[start of Passage provided]

On Tue, 3 Oct 2023 at 09:11, David Rowley <dgrowleyml@gmail.com> wrote:
> I'm concerned that this patch will be too much overhead when creating
> paths when a PathKey's EquivalenceClass has a large number of members
> from partitioned tables.
I just tried out the patch to see how much it affects the performance
of the planner. I think we need to find a better way to strip off the
pathkeys for the columns that have been aggregated.
Setup:
create table lp (a int, b int) partition by list (a);
select 'create table lp'||x||' partition of lp for values in('||x||')'
from generate_series(0,999)x;
\gexec
\pset pager off
set enable_partitionwise_aggregate=1;
Benchmark query:
explain (summary on) select a,count(*) from lp group by a;
Master:
Planning Time: 23.945 ms
Planning Time: 23.887 ms
Planning Time: 23.927 ms
perf top:
7.39% libc.so.6 [.] __memmove_avx_unaligned_erms
6.98% [kernel] [k] clear_page_rep
5.69% postgres [.] bms_is_subset
5.07% postgres [.] fetch_upper_rel
4.41% postgres [.] bms_equal
Patched:
Planning Time: 41.410 ms
Planning Time: 41.474 ms
Planning Time: 41.488 ms
perf top:
19.02% postgres [.] bms_is_subset
6.91% postgres [.] find_ec_member_matching_expr
5.93% libc.so.6 [.] __memmove_avx_unaligned_erms
5.55% [kernel] [k] clear_page_rep
4.07% postgres [.] fetch_upper_rel
3.46% postgres [.] bms_equal
> I wondered if we should instead just check
> if the subpath's pathkeys match root->group_pathkeys and if they do
> set the AggPath's pathkeys to list_copy_head(subpath->pathkeys,
> root->num_groupby_pathkeys), that'll be much cheaper, but it just
> feels a bit too much like a special case.

[end of Passage provided]
[start of Dataset extract]

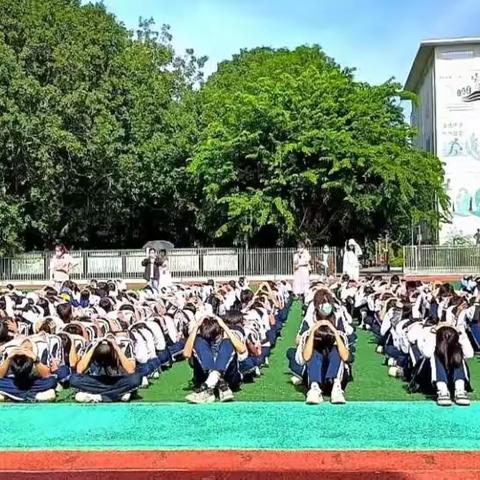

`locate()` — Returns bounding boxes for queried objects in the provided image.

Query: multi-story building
[405,37,480,243]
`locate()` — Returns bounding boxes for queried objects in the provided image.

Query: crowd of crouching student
[341,276,480,406]
[287,275,480,406]
[0,278,292,403]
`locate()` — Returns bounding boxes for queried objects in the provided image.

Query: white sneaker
[388,367,404,378]
[290,375,303,387]
[454,390,470,407]
[75,392,102,403]
[35,388,55,402]
[306,387,323,405]
[437,392,452,407]
[330,383,346,405]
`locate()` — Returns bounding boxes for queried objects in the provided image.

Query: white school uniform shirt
[354,287,367,308]
[145,320,167,352]
[380,307,393,337]
[223,290,236,310]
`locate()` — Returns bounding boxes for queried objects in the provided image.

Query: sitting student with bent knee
[70,335,142,403]
[183,312,247,403]
[0,339,57,401]
[430,324,473,406]
[295,311,349,405]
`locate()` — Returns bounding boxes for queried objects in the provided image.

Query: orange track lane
[0,451,480,480]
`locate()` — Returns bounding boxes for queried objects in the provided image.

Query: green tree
[188,46,448,244]
[0,0,205,250]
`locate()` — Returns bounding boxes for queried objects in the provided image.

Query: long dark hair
[435,327,463,370]
[313,314,335,356]
[10,354,33,388]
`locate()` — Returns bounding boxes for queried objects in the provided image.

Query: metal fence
[403,245,480,275]
[0,248,336,282]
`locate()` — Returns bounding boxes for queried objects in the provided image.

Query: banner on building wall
[435,46,480,242]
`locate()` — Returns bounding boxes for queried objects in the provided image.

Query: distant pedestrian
[50,243,75,291]
[343,239,362,281]
[473,228,480,245]
[293,242,310,299]
[142,248,162,293]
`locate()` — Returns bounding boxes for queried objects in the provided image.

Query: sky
[94,0,480,83]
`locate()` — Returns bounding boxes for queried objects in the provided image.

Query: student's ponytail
[435,327,463,370]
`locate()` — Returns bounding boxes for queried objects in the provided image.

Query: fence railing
[0,248,336,282]
[403,245,480,274]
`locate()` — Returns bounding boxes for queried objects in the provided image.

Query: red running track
[0,450,480,480]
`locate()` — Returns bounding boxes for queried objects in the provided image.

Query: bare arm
[35,362,52,378]
[68,342,79,368]
[335,330,350,362]
[302,326,317,362]
[0,357,10,378]
[76,346,95,375]
[111,340,136,375]
[218,321,247,353]
[183,323,201,359]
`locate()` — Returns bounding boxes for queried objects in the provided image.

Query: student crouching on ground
[183,312,248,403]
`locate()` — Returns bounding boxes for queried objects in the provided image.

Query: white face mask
[318,303,333,316]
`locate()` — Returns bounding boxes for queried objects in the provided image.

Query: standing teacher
[293,242,310,300]
[50,243,75,291]
[142,248,162,293]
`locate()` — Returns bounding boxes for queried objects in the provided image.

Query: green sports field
[55,303,480,402]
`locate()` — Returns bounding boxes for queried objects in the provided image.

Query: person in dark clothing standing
[142,248,163,293]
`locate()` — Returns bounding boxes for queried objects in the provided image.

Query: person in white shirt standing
[343,238,362,281]
[293,242,310,299]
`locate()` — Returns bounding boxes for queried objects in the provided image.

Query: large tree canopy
[0,0,447,254]
[0,0,204,250]
[189,46,447,244]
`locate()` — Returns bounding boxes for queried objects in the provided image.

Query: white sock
[205,370,220,388]
[437,382,450,395]
[455,380,465,392]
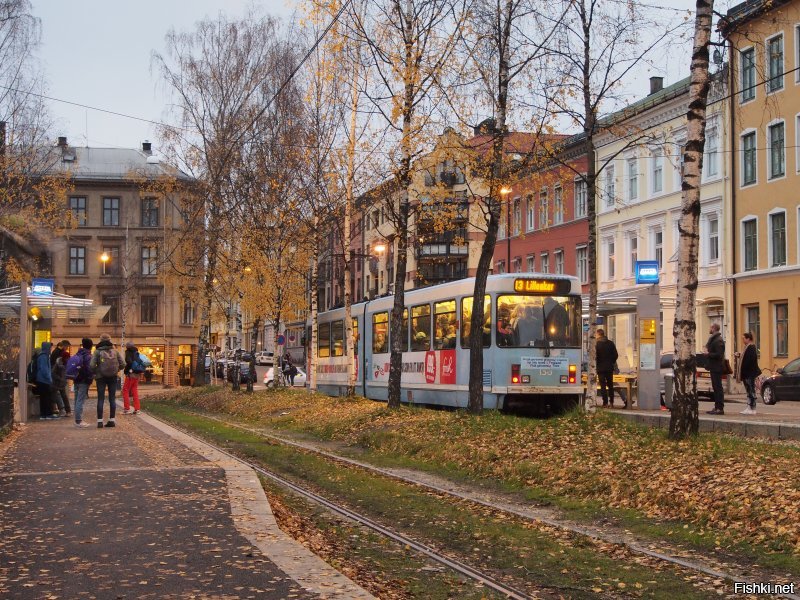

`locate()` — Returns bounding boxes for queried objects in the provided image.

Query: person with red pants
[122,342,144,415]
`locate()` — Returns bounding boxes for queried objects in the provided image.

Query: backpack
[131,355,145,373]
[97,348,119,377]
[64,354,81,379]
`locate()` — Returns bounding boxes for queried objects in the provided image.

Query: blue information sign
[636,260,658,283]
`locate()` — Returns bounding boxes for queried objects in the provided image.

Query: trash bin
[664,373,675,410]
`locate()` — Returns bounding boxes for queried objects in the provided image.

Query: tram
[307,273,583,411]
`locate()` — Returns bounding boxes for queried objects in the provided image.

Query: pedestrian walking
[34,342,58,420]
[50,349,72,417]
[705,323,727,415]
[67,338,94,429]
[122,342,144,415]
[89,333,125,429]
[595,329,625,408]
[739,331,761,415]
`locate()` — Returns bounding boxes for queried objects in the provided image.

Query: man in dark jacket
[595,329,624,408]
[706,323,725,415]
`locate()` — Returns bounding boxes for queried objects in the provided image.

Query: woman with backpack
[89,333,125,429]
[122,342,144,415]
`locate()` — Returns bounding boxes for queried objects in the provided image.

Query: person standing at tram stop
[705,323,725,415]
[595,328,625,408]
[122,342,143,415]
[736,331,761,415]
[89,333,125,429]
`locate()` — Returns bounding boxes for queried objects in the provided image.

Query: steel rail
[148,412,533,600]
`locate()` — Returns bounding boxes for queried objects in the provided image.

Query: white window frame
[767,208,789,269]
[739,215,760,273]
[739,128,758,188]
[756,119,787,183]
[764,31,786,96]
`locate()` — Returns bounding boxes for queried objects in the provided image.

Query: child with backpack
[122,342,144,415]
[89,333,125,429]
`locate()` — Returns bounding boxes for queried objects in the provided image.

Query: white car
[264,367,306,388]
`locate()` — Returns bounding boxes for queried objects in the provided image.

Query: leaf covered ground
[150,388,800,555]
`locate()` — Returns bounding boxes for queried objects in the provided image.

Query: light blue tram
[307,273,583,411]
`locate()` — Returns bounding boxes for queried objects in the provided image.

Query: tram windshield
[496,294,581,348]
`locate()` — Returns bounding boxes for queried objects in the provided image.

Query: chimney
[650,77,664,96]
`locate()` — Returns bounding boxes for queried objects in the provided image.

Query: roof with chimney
[45,138,192,181]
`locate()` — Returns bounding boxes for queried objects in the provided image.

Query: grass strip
[151,403,720,598]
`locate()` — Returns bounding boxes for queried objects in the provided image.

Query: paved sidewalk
[0,402,370,598]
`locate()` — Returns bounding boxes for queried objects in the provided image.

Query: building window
[575,179,587,219]
[575,246,589,283]
[101,295,119,324]
[650,150,664,194]
[742,219,758,271]
[142,198,158,227]
[181,299,197,325]
[769,212,786,267]
[553,185,564,225]
[708,215,719,264]
[69,196,86,227]
[742,131,757,185]
[744,306,761,350]
[525,194,536,231]
[103,198,119,227]
[539,190,549,229]
[767,122,786,179]
[69,246,86,275]
[140,296,158,324]
[775,303,789,356]
[142,246,158,275]
[625,157,639,201]
[606,238,616,280]
[553,250,564,275]
[604,165,617,208]
[767,35,783,92]
[100,246,120,277]
[703,127,719,178]
[739,48,756,102]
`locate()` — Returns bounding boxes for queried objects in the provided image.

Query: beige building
[596,77,732,370]
[48,138,199,385]
[720,0,800,368]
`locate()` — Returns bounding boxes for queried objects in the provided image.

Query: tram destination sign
[514,277,572,296]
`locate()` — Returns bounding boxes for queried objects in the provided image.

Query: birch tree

[end of Dataset extract]

■ **Required work**:
A. Copy the part of the PostgreSQL patch discussion that begins at the words "On Tue, 3 Oct" and stops after the words "have been aggregated.".
B. Carry on the PostgreSQL patch discussion from its last line.

■ **Task results**:
A.
On Tue, 3 Oct 2023 at 09:11, David Rowley <dgrowleyml@gmail.com> wrote:
> I'm concerned that this patch will be too much overhead when creating
> paths when a PathKey's EquivalenceClass has a large number of members
> from partitioned tables.
I just tried out the patch to see how much it affects the performance
of the planner. I think we need to find a better way to strip off the
pathkeys for the columns that have been aggregated.

B.
I tried this approach (patch attached) and it does perform better than
the other patch:
create_agg_path_fix2.patch:
Planning Time: 24.357 ms
Planning Time: 24.293 ms
Planning Time: 24.259 ms
7.45% libc.so.6 [.] __memmove_avx_unaligned_erms
6.90% [kernel] [k] clear_page_rep
5.56% postgres [.] bms_is_subset
5.38% postgres [.] bms_equal
I wonder if the attached patch is too much of a special case fix. I
guess from the lack of complaints previously that there are no other
cases where we could possibly have pathkeys that belong to columns
that are aggregated. I've not gone to much effort to see if I can
craft a case that hits this without the ORDER BY/DISTINCT aggregate
optimisation, however.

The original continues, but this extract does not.